--- START ---

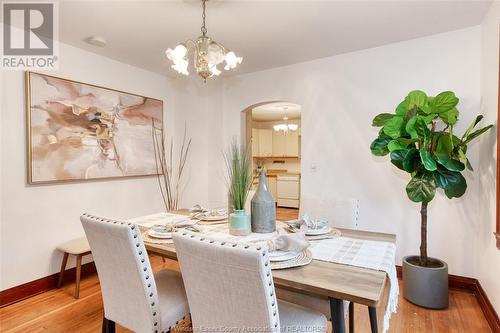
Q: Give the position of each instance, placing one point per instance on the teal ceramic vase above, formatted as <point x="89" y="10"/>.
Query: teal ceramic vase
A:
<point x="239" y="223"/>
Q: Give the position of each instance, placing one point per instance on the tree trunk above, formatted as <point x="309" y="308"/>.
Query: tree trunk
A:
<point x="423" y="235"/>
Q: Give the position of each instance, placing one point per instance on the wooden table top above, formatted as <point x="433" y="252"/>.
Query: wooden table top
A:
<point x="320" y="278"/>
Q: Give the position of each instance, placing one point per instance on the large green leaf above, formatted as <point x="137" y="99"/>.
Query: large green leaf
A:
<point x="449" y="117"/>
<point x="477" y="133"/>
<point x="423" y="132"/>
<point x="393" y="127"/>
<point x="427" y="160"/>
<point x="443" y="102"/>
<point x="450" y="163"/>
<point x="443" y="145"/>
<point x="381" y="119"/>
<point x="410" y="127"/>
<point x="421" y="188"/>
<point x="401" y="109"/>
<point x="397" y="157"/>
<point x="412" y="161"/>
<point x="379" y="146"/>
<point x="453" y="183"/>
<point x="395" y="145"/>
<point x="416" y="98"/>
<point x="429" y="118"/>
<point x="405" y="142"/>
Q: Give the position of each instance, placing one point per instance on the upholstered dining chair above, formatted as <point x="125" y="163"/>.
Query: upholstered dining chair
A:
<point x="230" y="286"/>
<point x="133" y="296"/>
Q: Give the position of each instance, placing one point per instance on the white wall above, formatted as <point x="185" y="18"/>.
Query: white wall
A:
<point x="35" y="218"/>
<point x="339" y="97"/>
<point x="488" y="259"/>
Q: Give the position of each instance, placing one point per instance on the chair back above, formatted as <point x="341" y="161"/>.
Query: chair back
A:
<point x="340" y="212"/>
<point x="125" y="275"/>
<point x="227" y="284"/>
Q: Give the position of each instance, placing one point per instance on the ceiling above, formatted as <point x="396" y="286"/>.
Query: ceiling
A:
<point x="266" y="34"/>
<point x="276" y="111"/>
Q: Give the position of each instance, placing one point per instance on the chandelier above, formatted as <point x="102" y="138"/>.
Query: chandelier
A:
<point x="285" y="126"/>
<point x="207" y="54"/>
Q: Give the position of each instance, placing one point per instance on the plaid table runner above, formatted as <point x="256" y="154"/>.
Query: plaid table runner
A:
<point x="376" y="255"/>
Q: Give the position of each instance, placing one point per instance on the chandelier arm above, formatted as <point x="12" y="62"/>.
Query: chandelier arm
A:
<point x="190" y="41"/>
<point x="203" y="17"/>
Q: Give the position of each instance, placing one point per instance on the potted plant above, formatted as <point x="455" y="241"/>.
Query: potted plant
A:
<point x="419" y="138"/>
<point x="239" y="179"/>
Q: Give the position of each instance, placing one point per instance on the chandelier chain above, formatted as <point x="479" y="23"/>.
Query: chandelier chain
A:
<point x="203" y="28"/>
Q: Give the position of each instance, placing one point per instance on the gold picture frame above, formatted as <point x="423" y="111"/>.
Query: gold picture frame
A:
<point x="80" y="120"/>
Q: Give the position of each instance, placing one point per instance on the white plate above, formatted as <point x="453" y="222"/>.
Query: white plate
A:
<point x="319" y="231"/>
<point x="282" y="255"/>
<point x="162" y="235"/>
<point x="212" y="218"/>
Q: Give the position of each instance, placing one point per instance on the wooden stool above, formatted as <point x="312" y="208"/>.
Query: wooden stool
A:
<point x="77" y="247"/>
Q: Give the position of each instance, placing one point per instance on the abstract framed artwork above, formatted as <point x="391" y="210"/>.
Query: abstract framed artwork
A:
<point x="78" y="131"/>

--- END ---
--- START ---

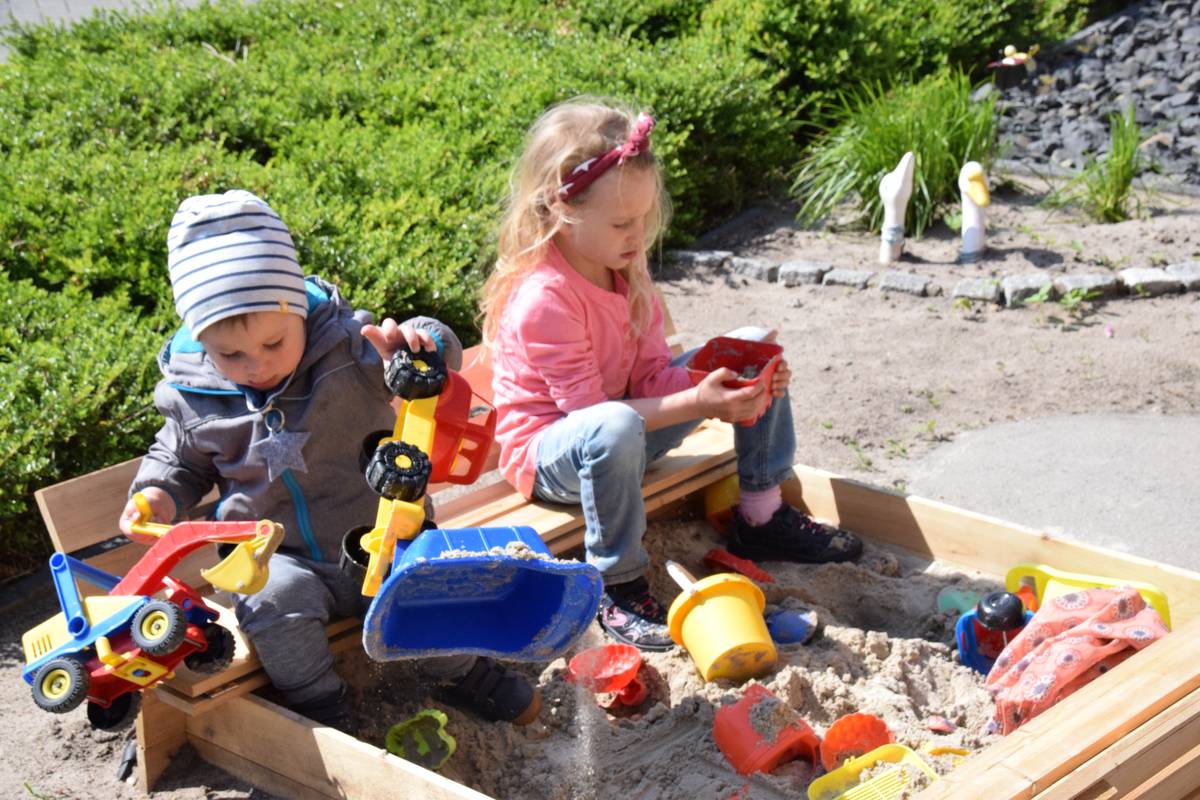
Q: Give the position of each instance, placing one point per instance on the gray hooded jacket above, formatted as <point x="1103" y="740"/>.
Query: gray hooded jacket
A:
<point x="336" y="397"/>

--- END ---
--- START ---

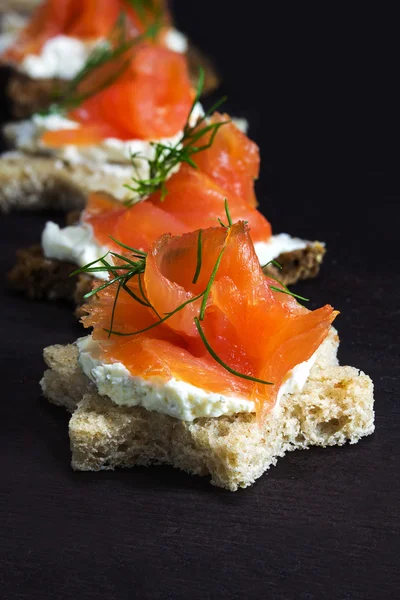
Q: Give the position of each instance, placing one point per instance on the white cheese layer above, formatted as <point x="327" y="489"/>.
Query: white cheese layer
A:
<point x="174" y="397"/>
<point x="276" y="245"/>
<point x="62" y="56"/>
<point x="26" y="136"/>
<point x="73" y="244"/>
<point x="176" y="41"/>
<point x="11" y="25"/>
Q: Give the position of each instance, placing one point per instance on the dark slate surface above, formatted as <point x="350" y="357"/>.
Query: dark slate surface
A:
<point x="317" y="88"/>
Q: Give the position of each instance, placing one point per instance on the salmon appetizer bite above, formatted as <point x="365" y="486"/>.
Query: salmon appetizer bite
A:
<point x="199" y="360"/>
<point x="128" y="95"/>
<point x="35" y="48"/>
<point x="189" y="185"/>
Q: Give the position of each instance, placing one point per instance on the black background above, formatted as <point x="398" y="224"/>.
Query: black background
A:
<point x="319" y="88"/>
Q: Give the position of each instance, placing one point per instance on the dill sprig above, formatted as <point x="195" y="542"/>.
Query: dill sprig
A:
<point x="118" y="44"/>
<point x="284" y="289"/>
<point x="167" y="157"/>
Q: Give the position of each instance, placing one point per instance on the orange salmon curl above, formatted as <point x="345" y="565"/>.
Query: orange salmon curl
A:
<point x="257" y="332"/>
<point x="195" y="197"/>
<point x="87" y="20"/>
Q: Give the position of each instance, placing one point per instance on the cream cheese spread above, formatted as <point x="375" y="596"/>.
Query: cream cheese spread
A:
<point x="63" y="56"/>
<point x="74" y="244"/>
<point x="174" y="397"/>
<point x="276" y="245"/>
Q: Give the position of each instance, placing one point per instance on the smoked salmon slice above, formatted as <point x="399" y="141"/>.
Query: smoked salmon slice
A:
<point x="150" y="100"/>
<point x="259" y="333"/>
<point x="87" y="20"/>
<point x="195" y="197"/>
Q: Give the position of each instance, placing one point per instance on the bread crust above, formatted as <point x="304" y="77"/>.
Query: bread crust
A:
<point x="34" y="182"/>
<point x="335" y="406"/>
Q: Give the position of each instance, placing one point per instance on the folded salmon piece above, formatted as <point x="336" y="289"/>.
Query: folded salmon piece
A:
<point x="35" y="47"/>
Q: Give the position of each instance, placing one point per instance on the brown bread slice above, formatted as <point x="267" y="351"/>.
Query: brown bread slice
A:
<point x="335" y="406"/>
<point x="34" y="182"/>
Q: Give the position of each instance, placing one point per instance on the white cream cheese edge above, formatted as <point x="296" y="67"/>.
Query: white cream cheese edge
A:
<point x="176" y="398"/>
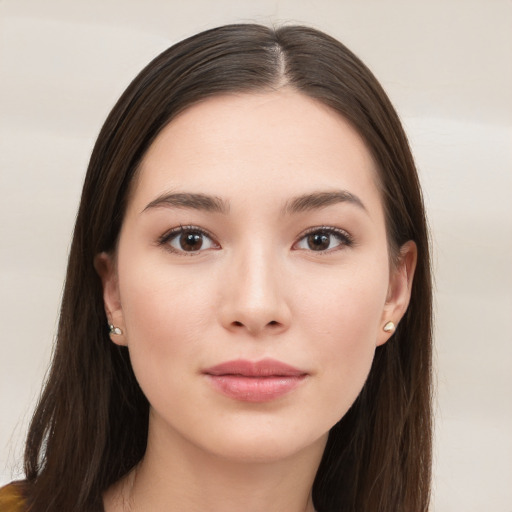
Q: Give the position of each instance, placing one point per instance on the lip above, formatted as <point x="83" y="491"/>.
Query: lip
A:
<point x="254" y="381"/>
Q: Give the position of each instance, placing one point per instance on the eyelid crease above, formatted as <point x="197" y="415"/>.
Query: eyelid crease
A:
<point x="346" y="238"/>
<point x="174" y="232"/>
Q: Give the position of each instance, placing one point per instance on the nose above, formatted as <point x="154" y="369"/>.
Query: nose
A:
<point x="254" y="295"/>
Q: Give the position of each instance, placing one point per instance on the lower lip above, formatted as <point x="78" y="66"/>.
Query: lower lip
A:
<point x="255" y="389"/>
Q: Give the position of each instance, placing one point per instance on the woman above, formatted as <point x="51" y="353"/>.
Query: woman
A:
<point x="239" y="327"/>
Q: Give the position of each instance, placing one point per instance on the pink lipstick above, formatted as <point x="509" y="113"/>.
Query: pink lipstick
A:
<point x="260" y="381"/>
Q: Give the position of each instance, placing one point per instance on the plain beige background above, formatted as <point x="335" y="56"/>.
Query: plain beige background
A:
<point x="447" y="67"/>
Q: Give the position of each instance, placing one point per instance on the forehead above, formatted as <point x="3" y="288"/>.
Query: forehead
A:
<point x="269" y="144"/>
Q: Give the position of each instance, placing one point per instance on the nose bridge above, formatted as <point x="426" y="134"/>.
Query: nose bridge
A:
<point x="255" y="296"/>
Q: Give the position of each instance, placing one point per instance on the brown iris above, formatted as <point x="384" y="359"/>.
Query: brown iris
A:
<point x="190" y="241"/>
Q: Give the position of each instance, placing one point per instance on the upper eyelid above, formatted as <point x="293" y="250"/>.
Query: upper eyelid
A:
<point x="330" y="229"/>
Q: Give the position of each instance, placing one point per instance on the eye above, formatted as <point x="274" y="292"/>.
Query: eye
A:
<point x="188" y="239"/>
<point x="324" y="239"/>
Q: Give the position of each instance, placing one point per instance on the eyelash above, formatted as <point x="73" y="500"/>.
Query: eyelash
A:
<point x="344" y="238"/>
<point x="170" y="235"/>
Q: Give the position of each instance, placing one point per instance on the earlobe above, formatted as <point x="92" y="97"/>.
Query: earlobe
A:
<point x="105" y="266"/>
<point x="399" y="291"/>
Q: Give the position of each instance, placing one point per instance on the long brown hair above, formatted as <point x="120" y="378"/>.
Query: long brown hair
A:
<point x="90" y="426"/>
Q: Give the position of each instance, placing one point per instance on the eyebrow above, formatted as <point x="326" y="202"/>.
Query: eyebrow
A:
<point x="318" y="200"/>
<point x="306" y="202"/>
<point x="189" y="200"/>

--- END ---

→ TASK TO CARRY OUT
Pick out each line of the entries above that contains the word "gold" and copy those lines in full.

→ SOLUTION TO THIS EXERCISE
Q: Give the position of each instance, placing one point per instance on the gold picture frame above, formatted as <point x="423" y="111"/>.
Query: gold picture frame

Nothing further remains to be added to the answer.